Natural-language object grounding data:
Content starts

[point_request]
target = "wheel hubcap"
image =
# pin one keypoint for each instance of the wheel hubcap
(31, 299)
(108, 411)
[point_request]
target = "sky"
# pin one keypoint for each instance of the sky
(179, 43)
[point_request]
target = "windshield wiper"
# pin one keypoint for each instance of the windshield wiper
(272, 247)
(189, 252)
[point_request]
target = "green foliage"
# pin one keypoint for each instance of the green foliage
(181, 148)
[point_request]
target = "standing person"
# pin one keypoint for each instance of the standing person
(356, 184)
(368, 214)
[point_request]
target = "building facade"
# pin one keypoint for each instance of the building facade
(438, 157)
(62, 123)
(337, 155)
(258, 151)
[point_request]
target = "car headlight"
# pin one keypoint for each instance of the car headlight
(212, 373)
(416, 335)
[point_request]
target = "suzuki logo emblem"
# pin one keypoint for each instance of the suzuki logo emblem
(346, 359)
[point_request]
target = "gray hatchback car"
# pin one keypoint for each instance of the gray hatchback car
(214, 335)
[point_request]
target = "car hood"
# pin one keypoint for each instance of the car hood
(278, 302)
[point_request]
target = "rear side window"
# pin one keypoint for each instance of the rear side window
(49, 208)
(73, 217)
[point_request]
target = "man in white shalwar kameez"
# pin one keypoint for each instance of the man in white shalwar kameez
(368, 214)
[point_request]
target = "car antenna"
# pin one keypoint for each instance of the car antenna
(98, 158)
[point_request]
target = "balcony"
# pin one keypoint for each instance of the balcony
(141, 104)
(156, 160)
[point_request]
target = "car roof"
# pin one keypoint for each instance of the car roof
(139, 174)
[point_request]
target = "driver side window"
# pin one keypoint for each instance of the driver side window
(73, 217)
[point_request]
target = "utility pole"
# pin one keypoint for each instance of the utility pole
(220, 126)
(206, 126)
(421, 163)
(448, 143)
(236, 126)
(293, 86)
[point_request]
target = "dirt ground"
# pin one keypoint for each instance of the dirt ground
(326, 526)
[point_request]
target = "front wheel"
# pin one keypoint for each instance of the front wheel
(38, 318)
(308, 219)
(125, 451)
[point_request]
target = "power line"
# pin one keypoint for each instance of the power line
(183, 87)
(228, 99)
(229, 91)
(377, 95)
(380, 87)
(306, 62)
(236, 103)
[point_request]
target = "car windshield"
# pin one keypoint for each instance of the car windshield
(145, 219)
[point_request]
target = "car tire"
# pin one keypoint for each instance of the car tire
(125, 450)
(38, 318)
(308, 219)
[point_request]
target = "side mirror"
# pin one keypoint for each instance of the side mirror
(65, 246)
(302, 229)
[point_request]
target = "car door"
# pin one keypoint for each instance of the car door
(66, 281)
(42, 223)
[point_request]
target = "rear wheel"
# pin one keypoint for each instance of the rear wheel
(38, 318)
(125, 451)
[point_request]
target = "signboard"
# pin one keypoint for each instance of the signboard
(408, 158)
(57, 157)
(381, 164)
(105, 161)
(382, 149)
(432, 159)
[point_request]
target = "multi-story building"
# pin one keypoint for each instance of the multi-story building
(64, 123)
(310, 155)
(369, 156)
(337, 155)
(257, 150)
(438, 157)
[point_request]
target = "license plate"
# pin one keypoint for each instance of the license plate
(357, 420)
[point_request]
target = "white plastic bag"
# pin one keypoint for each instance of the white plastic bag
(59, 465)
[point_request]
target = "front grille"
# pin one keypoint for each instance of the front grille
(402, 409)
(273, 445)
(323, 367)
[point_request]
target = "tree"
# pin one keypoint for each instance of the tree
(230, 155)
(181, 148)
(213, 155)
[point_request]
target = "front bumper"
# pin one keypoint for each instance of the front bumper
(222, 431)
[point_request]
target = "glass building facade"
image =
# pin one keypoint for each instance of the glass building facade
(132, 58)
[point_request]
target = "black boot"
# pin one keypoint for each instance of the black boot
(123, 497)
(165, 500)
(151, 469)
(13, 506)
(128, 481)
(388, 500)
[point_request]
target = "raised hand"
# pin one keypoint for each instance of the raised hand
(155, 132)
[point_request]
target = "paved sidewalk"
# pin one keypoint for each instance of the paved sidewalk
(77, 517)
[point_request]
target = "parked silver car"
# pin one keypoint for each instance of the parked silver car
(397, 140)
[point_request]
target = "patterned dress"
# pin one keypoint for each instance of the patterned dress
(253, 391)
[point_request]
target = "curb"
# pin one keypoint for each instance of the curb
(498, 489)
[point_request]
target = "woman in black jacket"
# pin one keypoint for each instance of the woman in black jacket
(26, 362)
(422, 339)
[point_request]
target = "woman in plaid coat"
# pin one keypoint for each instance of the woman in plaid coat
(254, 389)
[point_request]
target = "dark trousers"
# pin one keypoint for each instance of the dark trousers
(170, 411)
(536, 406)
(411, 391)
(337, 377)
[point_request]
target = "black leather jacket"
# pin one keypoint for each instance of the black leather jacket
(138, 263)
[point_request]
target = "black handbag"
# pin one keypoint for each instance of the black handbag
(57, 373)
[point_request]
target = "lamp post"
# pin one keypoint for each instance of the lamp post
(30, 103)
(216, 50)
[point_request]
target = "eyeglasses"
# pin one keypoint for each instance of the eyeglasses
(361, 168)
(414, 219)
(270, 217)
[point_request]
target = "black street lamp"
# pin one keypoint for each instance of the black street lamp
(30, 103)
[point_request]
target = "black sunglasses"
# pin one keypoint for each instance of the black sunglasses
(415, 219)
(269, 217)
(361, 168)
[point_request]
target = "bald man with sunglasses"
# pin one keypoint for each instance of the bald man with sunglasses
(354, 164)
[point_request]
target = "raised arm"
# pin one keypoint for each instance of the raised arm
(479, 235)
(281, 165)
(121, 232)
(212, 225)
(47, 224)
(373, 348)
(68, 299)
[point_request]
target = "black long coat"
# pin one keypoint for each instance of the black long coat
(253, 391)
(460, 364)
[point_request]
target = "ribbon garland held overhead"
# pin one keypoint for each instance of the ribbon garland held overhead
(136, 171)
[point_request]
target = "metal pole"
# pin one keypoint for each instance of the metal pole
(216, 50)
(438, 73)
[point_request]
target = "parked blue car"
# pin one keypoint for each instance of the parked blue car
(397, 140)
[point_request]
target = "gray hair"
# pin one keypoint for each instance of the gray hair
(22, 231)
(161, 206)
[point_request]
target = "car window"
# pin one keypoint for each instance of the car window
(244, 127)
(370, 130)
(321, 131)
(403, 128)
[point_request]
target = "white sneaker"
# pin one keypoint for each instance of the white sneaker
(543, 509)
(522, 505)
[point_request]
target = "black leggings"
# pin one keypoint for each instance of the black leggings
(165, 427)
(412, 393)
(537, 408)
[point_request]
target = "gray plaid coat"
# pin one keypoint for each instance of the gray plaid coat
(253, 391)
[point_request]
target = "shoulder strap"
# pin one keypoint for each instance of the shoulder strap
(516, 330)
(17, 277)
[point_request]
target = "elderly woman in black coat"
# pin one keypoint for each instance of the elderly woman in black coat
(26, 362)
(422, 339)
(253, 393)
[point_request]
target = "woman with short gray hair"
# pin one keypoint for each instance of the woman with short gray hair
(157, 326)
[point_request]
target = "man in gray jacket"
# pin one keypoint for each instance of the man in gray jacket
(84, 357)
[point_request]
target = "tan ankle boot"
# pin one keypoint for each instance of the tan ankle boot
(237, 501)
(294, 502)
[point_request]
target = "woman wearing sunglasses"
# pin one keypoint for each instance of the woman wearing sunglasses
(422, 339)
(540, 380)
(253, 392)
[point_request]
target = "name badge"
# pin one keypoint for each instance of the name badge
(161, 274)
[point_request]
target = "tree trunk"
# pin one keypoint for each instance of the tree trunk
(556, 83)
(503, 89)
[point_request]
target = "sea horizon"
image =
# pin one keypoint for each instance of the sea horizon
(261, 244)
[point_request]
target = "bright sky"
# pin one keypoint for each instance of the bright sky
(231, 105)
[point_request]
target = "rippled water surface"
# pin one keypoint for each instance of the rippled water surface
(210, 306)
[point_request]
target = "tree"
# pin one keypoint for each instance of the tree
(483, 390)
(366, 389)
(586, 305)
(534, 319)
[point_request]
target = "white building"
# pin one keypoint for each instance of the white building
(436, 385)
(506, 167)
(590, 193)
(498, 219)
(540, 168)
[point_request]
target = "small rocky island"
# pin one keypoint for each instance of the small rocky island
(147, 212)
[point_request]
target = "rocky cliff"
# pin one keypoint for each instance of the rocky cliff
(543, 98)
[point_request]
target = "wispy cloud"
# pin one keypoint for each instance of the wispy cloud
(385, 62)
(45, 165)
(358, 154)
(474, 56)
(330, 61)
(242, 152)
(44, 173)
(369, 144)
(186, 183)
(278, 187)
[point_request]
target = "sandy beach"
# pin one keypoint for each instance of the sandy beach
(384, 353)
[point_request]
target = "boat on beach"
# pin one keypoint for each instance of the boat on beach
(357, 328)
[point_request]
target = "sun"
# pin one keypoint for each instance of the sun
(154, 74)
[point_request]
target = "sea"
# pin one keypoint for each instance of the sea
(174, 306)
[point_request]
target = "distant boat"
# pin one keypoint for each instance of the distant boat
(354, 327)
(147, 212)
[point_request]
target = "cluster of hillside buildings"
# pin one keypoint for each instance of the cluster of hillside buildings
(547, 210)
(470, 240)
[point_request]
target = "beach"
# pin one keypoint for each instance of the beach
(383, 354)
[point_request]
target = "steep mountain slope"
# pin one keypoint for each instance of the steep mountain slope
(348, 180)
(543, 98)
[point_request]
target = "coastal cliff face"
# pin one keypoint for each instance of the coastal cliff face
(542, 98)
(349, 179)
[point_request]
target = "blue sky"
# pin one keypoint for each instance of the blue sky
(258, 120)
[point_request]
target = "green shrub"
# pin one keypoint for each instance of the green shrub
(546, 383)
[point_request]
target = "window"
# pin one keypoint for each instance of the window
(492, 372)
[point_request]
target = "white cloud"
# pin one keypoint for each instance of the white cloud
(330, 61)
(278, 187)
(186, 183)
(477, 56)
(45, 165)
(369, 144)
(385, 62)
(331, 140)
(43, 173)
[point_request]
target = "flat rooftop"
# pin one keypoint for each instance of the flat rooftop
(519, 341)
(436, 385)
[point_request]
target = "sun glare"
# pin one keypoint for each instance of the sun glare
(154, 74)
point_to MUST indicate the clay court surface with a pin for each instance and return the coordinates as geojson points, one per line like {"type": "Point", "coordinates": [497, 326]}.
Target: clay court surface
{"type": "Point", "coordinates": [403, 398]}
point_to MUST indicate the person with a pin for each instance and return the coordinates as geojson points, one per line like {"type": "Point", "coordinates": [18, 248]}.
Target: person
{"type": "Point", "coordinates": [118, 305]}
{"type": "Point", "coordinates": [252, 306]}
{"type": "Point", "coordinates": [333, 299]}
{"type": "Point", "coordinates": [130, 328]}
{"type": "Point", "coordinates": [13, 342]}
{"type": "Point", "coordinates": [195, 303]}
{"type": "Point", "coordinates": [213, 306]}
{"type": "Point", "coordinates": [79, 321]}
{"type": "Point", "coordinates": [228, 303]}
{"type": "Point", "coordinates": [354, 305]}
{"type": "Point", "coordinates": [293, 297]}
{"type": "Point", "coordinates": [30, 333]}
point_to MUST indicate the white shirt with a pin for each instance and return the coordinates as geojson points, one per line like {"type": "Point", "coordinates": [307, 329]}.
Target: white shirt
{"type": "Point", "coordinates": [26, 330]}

Content ends

Whenever the string "indicate" occurs in a line of the entries above, copy that line.

§ TASK OUTPUT
point_to MUST indicate the clay court surface with a pin for each instance and return the coordinates as geojson points, one per line like {"type": "Point", "coordinates": [497, 326]}.
point_to MUST indicate the person with a pin for each instance and return the coordinates as geojson points, one per line like {"type": "Point", "coordinates": [18, 248]}.
point_to MUST indicate the white shirt with a pin for each instance and return the coordinates as geojson points, one per line like {"type": "Point", "coordinates": [307, 329]}.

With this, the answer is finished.